Entries for bounding box labeling:
(begin)

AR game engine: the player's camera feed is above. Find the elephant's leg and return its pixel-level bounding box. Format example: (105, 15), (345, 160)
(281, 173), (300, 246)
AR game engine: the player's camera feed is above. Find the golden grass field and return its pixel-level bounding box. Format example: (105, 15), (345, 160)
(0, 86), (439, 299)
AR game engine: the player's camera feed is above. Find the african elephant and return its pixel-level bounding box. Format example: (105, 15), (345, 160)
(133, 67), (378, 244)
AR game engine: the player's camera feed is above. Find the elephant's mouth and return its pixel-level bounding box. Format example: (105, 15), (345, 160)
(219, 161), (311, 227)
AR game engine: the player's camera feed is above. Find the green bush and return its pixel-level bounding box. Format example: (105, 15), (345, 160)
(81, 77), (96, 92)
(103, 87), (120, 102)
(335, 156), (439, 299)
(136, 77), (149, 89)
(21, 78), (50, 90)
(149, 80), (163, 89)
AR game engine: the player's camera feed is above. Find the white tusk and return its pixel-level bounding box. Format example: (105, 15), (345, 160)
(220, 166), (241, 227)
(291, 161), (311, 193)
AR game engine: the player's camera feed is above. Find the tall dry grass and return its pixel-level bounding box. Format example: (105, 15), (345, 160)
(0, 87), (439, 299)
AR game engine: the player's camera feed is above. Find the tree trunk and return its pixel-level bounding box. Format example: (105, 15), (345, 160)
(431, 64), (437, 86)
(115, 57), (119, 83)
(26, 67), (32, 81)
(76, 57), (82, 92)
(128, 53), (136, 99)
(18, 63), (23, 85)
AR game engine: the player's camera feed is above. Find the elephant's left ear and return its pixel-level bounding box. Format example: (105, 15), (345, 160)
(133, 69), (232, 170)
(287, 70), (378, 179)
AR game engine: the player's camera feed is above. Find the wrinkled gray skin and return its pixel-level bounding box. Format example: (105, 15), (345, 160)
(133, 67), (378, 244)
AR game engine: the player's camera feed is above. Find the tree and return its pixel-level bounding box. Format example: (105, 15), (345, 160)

(end)

### GOAL
Copy every one of the records above word for word, in the same order.

### FINISHED ANSWER
AR game engine: the player's camera feed is above. Find the elephant's leg and return its pixel-level bounding box. Format example: (105, 15), (345, 160)
(281, 173), (300, 246)
AR game engine: the player's camera feed is above. Find the golden grass field and return its pixel-level bounding box. Format example: (105, 15), (345, 160)
(0, 86), (439, 299)
AR game engine: the player's camera feed is above. Find the african elephant and return its pixel-level bounding box. Format example: (105, 15), (345, 160)
(133, 67), (378, 244)
AR game engine: the player's camera feed is above. Find the elephant's mouth and return its pixel-level bounding box. Format example: (105, 15), (345, 160)
(219, 161), (311, 227)
AR game engine: the player's camera feed is above. Find the green bush and return its pixel-level bounding box. Format example: (105, 15), (345, 160)
(81, 77), (96, 92)
(103, 87), (120, 102)
(335, 156), (439, 299)
(136, 77), (149, 89)
(21, 78), (50, 90)
(149, 80), (163, 89)
AR game engine: the player's camera feed is above. Find the white tusk and return its pixel-level bounding box. Format example: (105, 15), (345, 160)
(220, 166), (241, 227)
(291, 161), (311, 193)
AR game engine: the player's camera feed is above. Find the tall dry grass and return its pixel-level bounding box. Format example: (105, 15), (345, 160)
(0, 87), (439, 299)
AR game engine: the player's camera feed is above. Find the tree trunk and return its pixel-level bounding box. Format example: (105, 15), (345, 160)
(431, 64), (437, 86)
(115, 57), (119, 83)
(26, 67), (32, 81)
(76, 57), (82, 92)
(128, 53), (136, 99)
(18, 63), (23, 85)
AR game engine: the player's camera feed is above. Find the elephant's left ear and return its pixel-level bounding box. Format example: (105, 15), (345, 160)
(133, 69), (232, 170)
(287, 70), (378, 179)
AR game engine: the player's camera feed is above. Find the wrinkled gray skin and return its pixel-level bounding box. Format example: (105, 15), (345, 160)
(133, 67), (378, 244)
AR game engine: the player's camera feed is above. Find the tree and return its pixel-level bounding box. Format example: (105, 15), (345, 160)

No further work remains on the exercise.